**Pasaje seleccionado:**
Y si esto no es lo bastante extraño, la cosa empezará a ponerse realmente escabrosa cuando Alex atrape al tipo que había huido y ese individuo, sencillamente, se deje morir en sus brazos, por las buenas, sin un mal golpe. Y por si fuera poco, uno de los comatosos deshauciados por los médicos se pone en pie y escapa del hospital. Y después aparece un niño torturado y muerto en un parque infantil.
Y entonces... entonces es cuando las cosas empiezan a torcerse de verdad en la vida de Alex Volchack para convertirse en una puta pesadilla.
El valle de las luces (título original, Valley of Lights, publicada en 1987) es un correctísimo thriller de terror sobrenatural, cuyas críticas en España no han sido demasiado favorables, pero que a mí me ha parecido mucho mejor de lo que esperaba. Volchack es el narrador, y resulta un tipo extremadamente simpático, quizá por su sinceridad y por ser un individuo que relata sus desgracias, pero no se queja en ningún momento. Ni una sola vez. Es magnífico tener a un poli en primera persona que no se dedica a llorar por los rincones y a emborracharse para olvidar sus penas. Como agente, lo podría emparentar con cualquiera de los Muchachos de la Comisaría 87 de McBain, y allí no habría desentonado. Probablemente, a Volchack le hubiera gustado el ambientillo de Isola.

**Entradas guardadas:**
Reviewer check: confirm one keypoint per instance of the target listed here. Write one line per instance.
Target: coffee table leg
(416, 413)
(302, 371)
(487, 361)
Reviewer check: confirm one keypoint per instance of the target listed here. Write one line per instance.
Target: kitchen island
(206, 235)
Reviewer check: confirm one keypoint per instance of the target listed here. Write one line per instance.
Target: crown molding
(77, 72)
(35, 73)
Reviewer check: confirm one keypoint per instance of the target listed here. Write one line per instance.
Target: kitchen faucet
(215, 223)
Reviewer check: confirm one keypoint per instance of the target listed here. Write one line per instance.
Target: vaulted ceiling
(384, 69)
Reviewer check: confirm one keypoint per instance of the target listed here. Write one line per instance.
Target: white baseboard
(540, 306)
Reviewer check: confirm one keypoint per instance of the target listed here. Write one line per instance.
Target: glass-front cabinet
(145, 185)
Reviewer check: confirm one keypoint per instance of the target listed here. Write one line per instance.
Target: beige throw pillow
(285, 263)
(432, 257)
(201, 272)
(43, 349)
* * *
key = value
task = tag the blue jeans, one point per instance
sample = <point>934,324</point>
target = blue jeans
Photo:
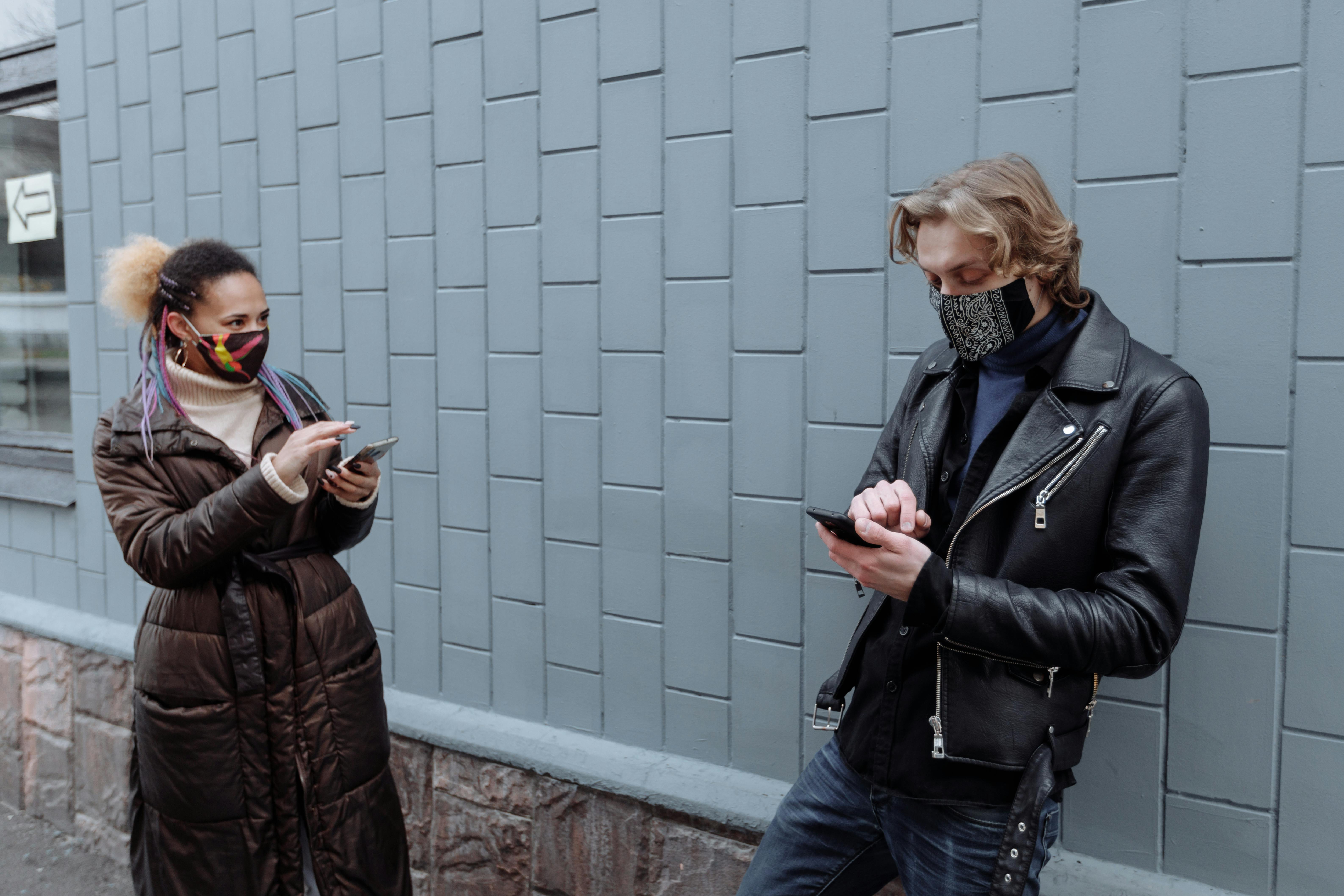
--
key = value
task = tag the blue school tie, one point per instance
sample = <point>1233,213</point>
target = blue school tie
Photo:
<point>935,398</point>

**Tarea 1:** Vuelve a escribir una parte del pasaje seleccionado, comenzando en las palabras "Y si esto no" y deteniéndote después de "un parque infantil.".
**Tarea 2:** Según el pasaje seleccionado, ¿en qué año se publicó El valle de las luces?

**Solución 1:**
Y si esto no es lo bastante extraño, la cosa empezará a ponerse realmente escabrosa cuando Alex atrape al tipo que había huido y ese individuo, sencillamente, se deje morir en sus brazos, por las buenas, sin un mal golpe. Y por si fuera poco, uno de los comatosos deshauciados por los médicos se pone en pie y escapa del hospital. Y después aparece un niño torturado y muerto en un parque infantil.

**Solución 2:** En 1987.